What is expected: Copy out the material below word for word, starting at the line that has "Point out the shadow on grass." and continuing through the last line.
►
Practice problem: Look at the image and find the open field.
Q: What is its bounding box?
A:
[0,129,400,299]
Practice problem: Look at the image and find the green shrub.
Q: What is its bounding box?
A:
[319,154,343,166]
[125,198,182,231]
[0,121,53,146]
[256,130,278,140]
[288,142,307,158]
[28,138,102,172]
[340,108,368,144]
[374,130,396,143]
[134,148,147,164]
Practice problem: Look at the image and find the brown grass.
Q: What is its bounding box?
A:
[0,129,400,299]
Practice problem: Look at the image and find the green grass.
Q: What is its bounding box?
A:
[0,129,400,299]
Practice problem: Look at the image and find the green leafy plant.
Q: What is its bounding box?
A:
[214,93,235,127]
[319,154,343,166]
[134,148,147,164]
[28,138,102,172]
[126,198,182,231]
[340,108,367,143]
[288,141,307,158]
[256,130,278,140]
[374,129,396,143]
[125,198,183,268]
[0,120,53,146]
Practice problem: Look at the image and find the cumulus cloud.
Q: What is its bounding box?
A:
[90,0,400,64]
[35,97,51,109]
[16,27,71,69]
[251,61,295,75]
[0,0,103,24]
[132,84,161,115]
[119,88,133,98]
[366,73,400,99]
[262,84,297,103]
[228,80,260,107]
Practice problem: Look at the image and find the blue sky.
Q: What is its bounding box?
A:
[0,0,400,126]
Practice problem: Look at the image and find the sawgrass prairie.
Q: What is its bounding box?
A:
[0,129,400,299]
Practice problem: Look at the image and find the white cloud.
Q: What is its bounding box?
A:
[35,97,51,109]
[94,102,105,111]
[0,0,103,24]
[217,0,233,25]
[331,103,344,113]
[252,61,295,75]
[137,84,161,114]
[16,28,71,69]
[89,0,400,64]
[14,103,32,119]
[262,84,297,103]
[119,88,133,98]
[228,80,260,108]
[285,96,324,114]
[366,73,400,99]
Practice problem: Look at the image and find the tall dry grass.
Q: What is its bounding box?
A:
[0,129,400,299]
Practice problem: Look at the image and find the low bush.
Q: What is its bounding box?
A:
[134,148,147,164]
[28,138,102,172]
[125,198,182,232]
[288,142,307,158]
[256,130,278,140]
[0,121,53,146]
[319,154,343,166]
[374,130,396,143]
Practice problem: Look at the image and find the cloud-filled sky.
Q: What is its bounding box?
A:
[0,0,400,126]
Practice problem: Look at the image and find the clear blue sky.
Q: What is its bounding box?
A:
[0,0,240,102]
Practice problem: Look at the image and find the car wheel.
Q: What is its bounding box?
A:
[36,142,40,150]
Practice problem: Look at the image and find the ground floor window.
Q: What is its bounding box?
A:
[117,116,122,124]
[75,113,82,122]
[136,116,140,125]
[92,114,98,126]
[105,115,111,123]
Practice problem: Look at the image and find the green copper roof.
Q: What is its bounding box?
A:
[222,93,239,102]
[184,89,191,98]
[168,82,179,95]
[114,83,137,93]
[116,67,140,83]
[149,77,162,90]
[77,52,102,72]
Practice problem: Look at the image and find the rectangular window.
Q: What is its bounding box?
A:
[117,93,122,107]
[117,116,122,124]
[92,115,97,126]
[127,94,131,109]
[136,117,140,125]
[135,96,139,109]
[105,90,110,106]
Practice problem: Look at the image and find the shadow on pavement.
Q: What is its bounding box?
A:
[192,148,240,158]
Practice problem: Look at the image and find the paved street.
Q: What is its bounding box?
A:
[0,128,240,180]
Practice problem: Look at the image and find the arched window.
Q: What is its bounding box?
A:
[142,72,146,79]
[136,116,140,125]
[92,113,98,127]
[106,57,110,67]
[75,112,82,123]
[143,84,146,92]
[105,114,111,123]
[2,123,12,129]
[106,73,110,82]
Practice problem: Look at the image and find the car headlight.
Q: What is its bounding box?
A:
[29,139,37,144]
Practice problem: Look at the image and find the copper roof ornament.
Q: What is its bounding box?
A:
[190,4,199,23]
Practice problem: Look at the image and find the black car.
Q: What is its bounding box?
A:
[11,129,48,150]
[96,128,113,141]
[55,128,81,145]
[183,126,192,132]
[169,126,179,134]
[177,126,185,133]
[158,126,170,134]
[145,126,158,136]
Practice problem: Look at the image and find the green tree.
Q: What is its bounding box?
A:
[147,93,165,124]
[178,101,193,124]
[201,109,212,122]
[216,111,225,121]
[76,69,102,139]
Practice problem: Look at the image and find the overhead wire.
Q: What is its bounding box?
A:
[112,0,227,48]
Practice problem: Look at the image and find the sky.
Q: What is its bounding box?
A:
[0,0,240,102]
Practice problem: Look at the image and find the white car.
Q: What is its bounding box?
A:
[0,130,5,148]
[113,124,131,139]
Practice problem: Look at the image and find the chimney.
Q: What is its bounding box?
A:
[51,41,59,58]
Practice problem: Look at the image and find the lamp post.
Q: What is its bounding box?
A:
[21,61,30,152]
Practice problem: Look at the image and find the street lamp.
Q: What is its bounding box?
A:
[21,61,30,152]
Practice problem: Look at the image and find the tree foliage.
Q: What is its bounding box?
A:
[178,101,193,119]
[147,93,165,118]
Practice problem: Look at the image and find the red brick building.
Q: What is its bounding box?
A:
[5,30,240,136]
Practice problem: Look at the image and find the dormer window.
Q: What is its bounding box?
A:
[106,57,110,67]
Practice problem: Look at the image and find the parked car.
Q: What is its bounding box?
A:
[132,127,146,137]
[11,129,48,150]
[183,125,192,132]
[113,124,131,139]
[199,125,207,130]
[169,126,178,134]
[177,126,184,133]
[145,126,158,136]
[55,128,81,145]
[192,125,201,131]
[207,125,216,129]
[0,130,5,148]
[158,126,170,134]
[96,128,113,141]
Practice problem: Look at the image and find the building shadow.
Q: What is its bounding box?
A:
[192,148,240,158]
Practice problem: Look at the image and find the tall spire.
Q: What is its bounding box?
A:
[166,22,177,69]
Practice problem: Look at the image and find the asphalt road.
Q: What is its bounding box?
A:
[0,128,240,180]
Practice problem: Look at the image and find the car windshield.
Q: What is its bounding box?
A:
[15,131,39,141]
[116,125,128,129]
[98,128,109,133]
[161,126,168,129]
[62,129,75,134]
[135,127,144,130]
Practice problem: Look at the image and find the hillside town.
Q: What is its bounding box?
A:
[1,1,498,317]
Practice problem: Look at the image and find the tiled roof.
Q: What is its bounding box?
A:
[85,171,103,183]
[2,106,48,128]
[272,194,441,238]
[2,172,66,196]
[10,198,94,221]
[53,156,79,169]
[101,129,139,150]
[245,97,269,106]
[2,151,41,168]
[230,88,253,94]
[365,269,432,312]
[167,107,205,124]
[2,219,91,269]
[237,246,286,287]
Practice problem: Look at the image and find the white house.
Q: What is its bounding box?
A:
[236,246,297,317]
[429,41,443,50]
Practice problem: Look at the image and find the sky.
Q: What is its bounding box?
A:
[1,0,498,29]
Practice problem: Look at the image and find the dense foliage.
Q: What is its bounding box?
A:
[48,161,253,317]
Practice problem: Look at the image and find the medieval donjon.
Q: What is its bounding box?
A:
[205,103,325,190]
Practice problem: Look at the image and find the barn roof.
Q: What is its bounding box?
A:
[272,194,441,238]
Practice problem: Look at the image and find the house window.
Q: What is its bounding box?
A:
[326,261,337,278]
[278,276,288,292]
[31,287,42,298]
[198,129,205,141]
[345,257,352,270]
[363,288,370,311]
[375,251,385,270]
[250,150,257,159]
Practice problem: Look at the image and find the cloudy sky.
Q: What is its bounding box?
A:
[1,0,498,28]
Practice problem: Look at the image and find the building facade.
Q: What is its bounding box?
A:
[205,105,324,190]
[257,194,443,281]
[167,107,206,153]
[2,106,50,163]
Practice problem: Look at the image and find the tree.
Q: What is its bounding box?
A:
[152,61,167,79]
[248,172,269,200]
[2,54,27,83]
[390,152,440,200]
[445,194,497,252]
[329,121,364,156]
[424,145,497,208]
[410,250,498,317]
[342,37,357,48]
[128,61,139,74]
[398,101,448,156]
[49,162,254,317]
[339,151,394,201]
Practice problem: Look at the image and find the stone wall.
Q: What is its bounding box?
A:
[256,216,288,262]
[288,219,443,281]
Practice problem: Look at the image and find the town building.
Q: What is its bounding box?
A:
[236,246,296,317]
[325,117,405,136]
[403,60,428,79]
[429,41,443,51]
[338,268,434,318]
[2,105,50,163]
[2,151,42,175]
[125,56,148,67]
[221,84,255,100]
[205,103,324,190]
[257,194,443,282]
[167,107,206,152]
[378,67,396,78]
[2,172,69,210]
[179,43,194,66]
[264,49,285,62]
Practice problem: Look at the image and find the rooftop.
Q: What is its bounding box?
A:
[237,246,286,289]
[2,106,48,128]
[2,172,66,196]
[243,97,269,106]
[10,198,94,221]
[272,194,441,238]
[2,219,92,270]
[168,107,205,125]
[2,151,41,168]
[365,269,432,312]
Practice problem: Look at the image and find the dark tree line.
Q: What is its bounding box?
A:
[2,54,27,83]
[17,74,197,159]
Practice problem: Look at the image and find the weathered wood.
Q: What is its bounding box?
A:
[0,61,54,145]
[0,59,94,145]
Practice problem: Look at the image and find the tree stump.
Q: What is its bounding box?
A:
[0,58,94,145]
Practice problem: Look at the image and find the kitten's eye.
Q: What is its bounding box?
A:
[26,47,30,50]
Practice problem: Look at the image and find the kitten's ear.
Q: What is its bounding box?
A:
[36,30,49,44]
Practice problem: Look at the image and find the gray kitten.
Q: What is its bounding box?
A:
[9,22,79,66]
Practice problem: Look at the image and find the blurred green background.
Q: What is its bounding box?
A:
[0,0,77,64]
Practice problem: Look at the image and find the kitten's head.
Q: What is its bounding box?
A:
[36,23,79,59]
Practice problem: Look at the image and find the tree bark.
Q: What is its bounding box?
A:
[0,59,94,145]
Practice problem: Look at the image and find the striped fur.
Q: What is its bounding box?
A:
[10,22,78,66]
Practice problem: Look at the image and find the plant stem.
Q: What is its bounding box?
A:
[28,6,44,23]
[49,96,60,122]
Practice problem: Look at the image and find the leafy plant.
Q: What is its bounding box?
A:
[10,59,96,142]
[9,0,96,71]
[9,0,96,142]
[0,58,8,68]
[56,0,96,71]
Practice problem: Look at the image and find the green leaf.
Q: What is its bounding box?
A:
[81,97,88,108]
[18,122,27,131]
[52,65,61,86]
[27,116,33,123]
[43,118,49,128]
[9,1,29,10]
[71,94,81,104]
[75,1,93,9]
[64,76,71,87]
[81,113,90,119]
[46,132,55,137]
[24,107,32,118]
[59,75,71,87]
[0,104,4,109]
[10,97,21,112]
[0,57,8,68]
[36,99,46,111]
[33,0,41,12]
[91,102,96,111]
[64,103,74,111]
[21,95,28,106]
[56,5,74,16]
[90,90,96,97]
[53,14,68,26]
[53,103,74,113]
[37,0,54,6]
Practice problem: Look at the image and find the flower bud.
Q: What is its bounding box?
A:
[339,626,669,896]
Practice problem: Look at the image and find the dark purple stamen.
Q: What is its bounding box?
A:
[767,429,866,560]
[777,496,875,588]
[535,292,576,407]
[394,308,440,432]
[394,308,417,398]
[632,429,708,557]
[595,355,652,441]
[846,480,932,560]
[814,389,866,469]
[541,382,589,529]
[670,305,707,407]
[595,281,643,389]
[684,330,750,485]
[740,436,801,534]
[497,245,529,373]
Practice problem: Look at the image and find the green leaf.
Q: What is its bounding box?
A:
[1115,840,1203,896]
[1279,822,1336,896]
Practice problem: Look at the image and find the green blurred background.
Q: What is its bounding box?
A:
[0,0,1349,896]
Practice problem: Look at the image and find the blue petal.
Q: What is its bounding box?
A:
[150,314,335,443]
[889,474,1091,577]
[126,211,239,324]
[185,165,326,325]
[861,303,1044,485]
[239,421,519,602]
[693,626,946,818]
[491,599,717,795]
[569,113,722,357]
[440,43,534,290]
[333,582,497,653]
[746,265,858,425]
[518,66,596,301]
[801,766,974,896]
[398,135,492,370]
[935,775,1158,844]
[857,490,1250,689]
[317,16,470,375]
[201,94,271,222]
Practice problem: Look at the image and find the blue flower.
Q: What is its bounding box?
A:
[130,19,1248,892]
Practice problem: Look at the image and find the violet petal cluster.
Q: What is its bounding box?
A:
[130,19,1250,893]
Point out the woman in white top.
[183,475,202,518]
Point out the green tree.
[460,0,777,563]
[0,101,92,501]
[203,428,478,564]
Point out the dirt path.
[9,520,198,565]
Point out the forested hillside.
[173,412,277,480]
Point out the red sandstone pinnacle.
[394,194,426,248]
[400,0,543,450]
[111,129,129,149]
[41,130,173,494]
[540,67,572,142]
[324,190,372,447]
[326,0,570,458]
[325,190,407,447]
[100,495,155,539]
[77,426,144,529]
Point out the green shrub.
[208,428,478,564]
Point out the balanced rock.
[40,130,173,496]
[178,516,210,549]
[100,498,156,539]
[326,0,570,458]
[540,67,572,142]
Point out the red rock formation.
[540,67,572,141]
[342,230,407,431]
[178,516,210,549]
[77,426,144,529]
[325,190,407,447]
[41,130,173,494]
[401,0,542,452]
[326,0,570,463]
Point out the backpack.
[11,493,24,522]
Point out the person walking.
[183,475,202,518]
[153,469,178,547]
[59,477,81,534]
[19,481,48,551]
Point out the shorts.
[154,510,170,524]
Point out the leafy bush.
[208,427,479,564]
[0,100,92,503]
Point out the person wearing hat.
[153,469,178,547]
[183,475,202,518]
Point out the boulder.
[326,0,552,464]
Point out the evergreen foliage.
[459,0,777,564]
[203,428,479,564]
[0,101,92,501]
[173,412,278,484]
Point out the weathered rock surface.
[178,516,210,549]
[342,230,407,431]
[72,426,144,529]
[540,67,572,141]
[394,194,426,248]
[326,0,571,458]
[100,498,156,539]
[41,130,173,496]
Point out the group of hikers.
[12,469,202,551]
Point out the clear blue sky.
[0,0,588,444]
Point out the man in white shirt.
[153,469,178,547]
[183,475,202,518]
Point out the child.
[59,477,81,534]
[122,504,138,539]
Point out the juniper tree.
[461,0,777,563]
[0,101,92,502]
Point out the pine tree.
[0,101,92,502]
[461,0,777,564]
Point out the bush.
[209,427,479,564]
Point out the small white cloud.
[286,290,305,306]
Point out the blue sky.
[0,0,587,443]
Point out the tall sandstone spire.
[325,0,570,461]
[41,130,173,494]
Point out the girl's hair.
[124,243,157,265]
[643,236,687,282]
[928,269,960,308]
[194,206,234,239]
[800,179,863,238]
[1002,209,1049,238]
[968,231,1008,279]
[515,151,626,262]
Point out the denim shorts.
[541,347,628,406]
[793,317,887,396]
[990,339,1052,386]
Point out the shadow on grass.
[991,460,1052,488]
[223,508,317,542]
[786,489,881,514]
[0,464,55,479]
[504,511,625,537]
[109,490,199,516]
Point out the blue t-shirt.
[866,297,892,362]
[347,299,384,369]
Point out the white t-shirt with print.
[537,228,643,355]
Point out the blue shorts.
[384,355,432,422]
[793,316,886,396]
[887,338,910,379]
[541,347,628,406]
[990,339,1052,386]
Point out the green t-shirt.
◄
Correct answer:
Point out the shadow on grass.
[991,460,1052,488]
[223,508,317,542]
[786,489,881,514]
[0,464,55,479]
[504,511,625,537]
[109,490,199,516]
Point out the blue t-shirt.
[866,297,892,362]
[347,299,384,369]
Point out the white t-shirt with print.
[537,228,643,355]
Point out the blue shorts.
[384,355,432,422]
[793,316,886,396]
[887,338,910,379]
[541,347,628,406]
[990,339,1052,386]
Point out the green t-shirt.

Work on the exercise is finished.